Source

Bret Saberhagen is one of the greatest pitchers in Royals history, pitching with the club from 1984 to 1991. He is the only two-time Cy Young Winner (1985 and 1989) and the only World Series MVP winner in franchise history. In his sixteen-year Major League career, "Sabes" won 167 games with a 3.27 ERA, attending three All-Star games. More recently, Saberhagen has been following the young Royals, and he is back in town working with Major League Baseball and Maytag on a charitable endeavor for the Boys and Girls Club. Bret was nice enough to take a few minutes and talk to us about baseball.
You had a tremendous run with the Royals, winning two Cy Youngs and being named 1985 World Series MVP. What impressed me about your career the most was your command. You hardly walked anyone and it seemed like you could just spot it on the corner and put it exactly where you wanted to every time you wanted. How did you develop that kind of command is that something that can be taught or are you just born with it?

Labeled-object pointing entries
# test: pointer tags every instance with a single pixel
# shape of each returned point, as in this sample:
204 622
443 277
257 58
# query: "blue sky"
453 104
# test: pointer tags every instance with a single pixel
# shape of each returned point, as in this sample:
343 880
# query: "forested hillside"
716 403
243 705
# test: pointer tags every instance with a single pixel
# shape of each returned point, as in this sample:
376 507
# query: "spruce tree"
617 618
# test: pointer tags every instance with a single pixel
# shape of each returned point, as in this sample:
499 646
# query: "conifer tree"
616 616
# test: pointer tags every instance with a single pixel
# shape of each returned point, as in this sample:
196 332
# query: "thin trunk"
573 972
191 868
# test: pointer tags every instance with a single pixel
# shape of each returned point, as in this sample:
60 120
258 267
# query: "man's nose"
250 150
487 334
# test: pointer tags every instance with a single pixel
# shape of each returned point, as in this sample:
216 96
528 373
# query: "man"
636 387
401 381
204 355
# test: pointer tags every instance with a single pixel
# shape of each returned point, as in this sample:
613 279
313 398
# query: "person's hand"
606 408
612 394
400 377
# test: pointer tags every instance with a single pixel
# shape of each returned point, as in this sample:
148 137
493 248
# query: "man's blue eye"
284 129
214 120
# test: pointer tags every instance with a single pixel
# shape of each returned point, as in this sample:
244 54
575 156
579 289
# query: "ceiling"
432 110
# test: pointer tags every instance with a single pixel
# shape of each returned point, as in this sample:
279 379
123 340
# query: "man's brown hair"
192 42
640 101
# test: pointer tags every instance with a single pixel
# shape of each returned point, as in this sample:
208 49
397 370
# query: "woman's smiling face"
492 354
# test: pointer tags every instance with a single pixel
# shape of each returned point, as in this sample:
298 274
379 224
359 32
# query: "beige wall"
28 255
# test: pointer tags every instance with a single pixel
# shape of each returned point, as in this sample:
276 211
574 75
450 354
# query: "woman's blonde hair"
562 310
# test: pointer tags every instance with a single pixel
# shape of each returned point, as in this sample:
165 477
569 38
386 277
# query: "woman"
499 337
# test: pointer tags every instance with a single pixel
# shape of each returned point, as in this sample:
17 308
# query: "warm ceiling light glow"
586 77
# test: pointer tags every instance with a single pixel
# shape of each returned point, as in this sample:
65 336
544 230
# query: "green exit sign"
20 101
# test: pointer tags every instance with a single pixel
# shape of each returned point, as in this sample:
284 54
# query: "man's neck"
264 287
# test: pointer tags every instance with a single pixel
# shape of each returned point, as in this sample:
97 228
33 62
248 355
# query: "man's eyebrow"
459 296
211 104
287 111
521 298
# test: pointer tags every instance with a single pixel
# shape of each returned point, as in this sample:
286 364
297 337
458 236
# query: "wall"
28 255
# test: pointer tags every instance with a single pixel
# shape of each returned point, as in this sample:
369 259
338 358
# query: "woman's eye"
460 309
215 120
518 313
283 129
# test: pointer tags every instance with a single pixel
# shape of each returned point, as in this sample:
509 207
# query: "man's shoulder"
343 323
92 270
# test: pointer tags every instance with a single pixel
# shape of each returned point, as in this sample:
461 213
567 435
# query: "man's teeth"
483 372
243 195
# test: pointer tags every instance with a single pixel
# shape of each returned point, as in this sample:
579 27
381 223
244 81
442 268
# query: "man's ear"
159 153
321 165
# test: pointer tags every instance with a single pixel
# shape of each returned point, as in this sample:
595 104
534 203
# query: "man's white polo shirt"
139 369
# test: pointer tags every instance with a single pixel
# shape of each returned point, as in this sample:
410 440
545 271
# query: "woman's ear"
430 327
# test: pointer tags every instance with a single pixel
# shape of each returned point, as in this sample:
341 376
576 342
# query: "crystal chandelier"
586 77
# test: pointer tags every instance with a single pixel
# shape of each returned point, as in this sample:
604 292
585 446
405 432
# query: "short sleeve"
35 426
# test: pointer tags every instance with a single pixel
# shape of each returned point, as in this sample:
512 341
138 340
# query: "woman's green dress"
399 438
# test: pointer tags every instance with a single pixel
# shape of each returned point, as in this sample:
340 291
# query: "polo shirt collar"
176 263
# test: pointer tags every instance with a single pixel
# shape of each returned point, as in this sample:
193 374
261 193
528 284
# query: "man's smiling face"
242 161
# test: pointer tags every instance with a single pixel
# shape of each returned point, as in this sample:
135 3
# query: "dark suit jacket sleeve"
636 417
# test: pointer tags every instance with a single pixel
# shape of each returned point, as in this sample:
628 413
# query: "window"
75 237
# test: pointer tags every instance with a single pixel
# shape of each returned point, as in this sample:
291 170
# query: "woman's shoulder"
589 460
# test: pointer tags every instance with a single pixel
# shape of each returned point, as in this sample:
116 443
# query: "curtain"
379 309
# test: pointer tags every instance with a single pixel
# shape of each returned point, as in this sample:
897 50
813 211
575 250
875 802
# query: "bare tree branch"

What is asked
1. Show each line of the entries that contains the string "shirt", treating uppercase and lowercase as distinct.
2. Carry on the Bret Saberhagen interview from the point where it stops.

Expected responses
1.
# query: "man's white polo shirt"
# query: "polo shirt collar"

2.
Bret Saberhagen: It starts off with good, simple mechanics. The ability to have pinpoint control really starts at a young age, I don’t think you can develop it. You can hone in on the mechanics and simplify them and that will help. At a young age in my backyard I had a tire I used to throw baseballs through. I also used to have a cinder block wall in the back as well and I put a strike zone up. I would do my mechanics and throw the pitch and make sure it was in the strike zone. Also, when the ball would come off then I would field the ball so I was getting a couple of things done.
I hate walking guys. I would rather give up a hit than a walk to anyone. It was something I always tried to stay away from. For young kids, they should worry about control and not velocity. They want to throw the ball as hard as they can but they just don’t have that command. So worry about hitting your spots and not overthrowing it. At times when you overthrow, the ball doesn’t go as fast as you want and it goes over the big part of the plate and gets hit.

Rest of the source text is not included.